→ OBJECTIVE:
Reproduce all of the entries below word for word, and leave the pictures out of your answer.

Extracted data entries
--------------------------------------------------
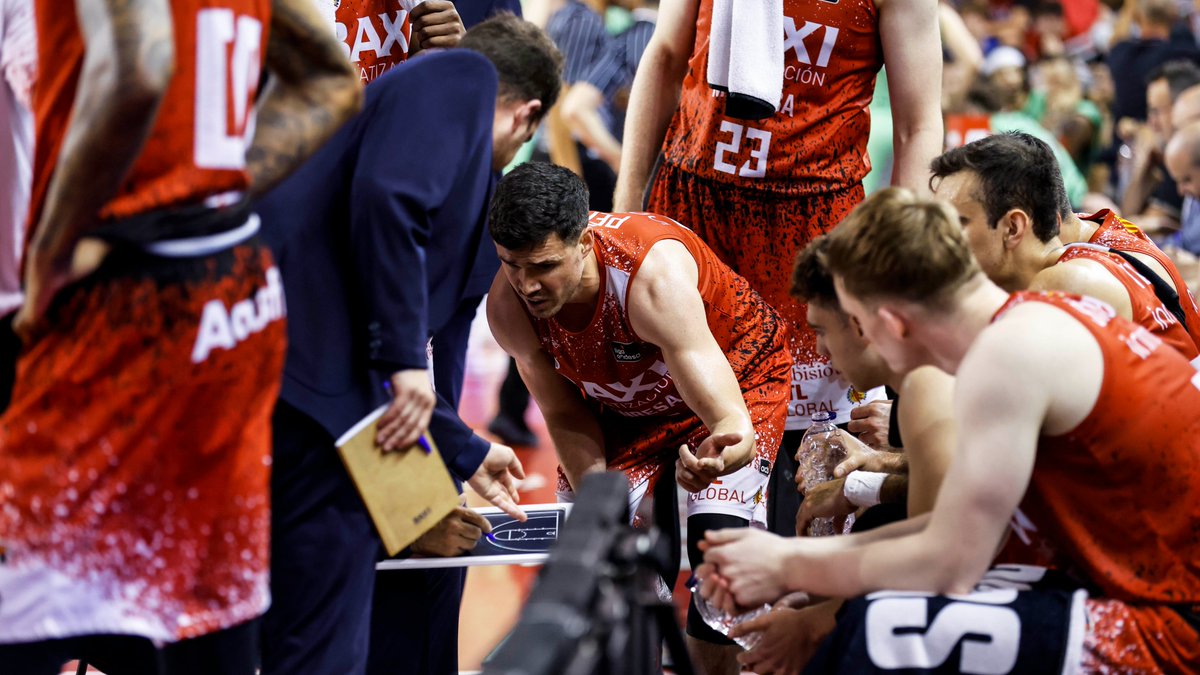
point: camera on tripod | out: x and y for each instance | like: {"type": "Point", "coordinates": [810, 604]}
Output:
{"type": "Point", "coordinates": [595, 607]}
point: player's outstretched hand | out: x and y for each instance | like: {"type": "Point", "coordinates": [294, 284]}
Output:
{"type": "Point", "coordinates": [436, 24]}
{"type": "Point", "coordinates": [790, 638]}
{"type": "Point", "coordinates": [751, 561]}
{"type": "Point", "coordinates": [454, 535]}
{"type": "Point", "coordinates": [408, 416]}
{"type": "Point", "coordinates": [861, 457]}
{"type": "Point", "coordinates": [826, 500]}
{"type": "Point", "coordinates": [496, 481]}
{"type": "Point", "coordinates": [870, 423]}
{"type": "Point", "coordinates": [696, 471]}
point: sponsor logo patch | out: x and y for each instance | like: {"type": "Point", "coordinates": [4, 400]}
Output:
{"type": "Point", "coordinates": [627, 352]}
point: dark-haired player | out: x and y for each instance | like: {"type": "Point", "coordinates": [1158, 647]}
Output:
{"type": "Point", "coordinates": [641, 348]}
{"type": "Point", "coordinates": [133, 499]}
{"type": "Point", "coordinates": [1061, 406]}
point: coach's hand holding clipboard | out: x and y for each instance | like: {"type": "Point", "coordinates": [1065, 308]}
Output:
{"type": "Point", "coordinates": [407, 491]}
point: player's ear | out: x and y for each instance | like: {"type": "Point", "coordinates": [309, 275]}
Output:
{"type": "Point", "coordinates": [1015, 226]}
{"type": "Point", "coordinates": [529, 113]}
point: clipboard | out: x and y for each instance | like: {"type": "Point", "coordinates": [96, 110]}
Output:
{"type": "Point", "coordinates": [406, 491]}
{"type": "Point", "coordinates": [510, 542]}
--------------------------------------------------
→ FULL ANSWER:
point: camera on tripod | out: x and y for each instance | like: {"type": "Point", "coordinates": [810, 604]}
Output:
{"type": "Point", "coordinates": [595, 607]}
point: player's outstretched hand | out: x and y for each instance | like: {"type": "Point", "coordinates": [294, 284]}
Output:
{"type": "Point", "coordinates": [436, 24]}
{"type": "Point", "coordinates": [790, 638]}
{"type": "Point", "coordinates": [751, 561]}
{"type": "Point", "coordinates": [454, 535]}
{"type": "Point", "coordinates": [408, 416]}
{"type": "Point", "coordinates": [861, 457]}
{"type": "Point", "coordinates": [826, 500]}
{"type": "Point", "coordinates": [496, 481]}
{"type": "Point", "coordinates": [870, 423]}
{"type": "Point", "coordinates": [696, 471]}
point: sponsor logo patch | out: x and y for each instance | like: {"type": "Point", "coordinates": [4, 400]}
Output:
{"type": "Point", "coordinates": [627, 352]}
point: dark-haired player | out: x and y for each instance | like: {"type": "Point", "coordinates": [1158, 647]}
Output:
{"type": "Point", "coordinates": [641, 348]}
{"type": "Point", "coordinates": [133, 499]}
{"type": "Point", "coordinates": [1061, 406]}
point: coach's hand holding clipboard | out: x and y for each instance | like: {"type": "Point", "coordinates": [1065, 308]}
Output:
{"type": "Point", "coordinates": [407, 491]}
point: player's ear | out: x and y for each instance | like: {"type": "Point", "coordinates": [309, 275]}
Output:
{"type": "Point", "coordinates": [1015, 226]}
{"type": "Point", "coordinates": [529, 113]}
point: clipboard | out: x and y for each instance | like: {"type": "Point", "coordinates": [96, 110]}
Output:
{"type": "Point", "coordinates": [406, 491]}
{"type": "Point", "coordinates": [510, 542]}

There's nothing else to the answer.